■ **GIVEN ENTRIES**
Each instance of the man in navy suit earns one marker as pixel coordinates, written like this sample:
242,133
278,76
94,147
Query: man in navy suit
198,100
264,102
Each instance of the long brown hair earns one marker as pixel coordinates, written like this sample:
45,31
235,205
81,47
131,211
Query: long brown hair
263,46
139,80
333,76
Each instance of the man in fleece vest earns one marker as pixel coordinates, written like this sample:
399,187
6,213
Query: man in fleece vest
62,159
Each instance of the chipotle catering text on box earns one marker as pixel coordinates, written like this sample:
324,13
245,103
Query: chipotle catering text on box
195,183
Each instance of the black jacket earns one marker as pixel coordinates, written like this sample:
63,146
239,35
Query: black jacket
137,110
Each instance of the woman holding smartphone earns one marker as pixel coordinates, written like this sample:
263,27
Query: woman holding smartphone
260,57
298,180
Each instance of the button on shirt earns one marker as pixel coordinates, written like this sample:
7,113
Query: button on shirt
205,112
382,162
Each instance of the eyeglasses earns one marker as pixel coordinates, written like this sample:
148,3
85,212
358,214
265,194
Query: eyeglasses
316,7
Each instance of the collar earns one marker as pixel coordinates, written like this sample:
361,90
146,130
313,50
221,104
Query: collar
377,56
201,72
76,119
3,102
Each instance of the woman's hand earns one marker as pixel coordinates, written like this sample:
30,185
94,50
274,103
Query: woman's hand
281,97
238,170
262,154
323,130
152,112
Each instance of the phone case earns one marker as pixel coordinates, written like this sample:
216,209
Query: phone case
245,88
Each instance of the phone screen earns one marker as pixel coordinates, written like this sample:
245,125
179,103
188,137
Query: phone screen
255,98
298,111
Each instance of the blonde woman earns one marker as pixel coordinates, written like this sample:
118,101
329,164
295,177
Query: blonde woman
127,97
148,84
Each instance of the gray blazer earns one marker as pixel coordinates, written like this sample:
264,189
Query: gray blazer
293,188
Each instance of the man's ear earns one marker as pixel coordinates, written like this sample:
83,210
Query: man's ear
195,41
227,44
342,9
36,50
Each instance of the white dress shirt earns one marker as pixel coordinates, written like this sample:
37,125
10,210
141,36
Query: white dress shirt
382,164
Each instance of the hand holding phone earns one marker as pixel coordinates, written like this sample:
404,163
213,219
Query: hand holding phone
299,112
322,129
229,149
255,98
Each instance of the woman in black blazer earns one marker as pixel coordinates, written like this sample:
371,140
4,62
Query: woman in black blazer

■ **TASK DIRECTIONS**
Quote every item above word for word, from the first line through the last.

■ **TASK OUTPUT**
Each instance of the man in navy suit earns one marker as pixel coordinates, written like this sample:
242,133
278,76
94,147
Query: man in navy suit
198,100
264,102
Each instance of the long brown hair earns one marker as pixel coordinates, written like this sample:
45,31
235,205
81,47
131,211
Query: long brown hair
263,46
139,80
333,76
Each instance of the man in fleece vest earns one marker as pixel coordinates, written like this sample:
399,187
6,213
Query: man in fleece vest
62,159
Each instance of the chipotle catering text on box earns one marker as pixel coordinates, written like this sample:
324,13
245,103
Query: chipotle catering text on box
195,183
Each instance of the black jacket earns one marker as pixel coordinates, written like this sample:
63,146
239,35
Query: black jacket
137,110
Each instance of the woman holding smartphone earns one marker as pixel coordinates, written like this sample:
263,27
Query: woman holding smartphone
260,57
298,180
Each instance of the button on shirt earns one marker as pixel coordinates, written like this sample:
7,113
Query: button on shirt
205,112
382,162
Each instance of the eyeglasses earns one marker as pixel coordinates, written like this sample:
148,3
85,212
358,214
265,194
Query: eyeglasses
316,7
Each instance of the collar earns one marker as pixel coordinates, written like this sample:
361,90
146,130
313,50
221,104
Query: collar
377,56
201,72
76,119
3,102
Each instance of the woman's hand earns one marker as pixel coordinates, written like this sample:
30,185
94,50
274,103
Query: woman's hand
281,97
238,170
262,154
323,130
152,112
Each instance of the phone case earns one marker as pixel coordinates, written like this sample:
216,209
Query: phone case
245,88
Each instance of the phone screen earns one marker as pixel coordinates, written like this sample:
245,125
179,103
188,137
Query: phone screen
255,98
298,111
Each instance of the blonde woman earns one marker as pixel coordinates, written like this sample:
118,101
329,164
295,177
Query: blonde woman
127,97
148,84
Each instance of the gray blazer earns one marker as pixel coordinates, written like this sample:
264,189
Query: gray blazer
293,188
Each instance of the man's ear earns one marker as pixel coordinates, written like this sample:
83,210
Query: man's ear
195,41
227,44
342,9
36,50
Each instance of the white dress shirt earns one marker as pixel coordinates, written like this sample:
37,125
10,210
141,36
Query: white dress shirt
382,164
Each instance of the hand holding phone earns one marker as pixel coordinates, written like this sample:
404,163
213,219
Query: hand holding phone
299,112
322,129
229,149
255,98
Each instance of the woman in black blazer earns one marker as pixel coordinates, written like this sample:
371,140
4,62
Query: woman in black blazer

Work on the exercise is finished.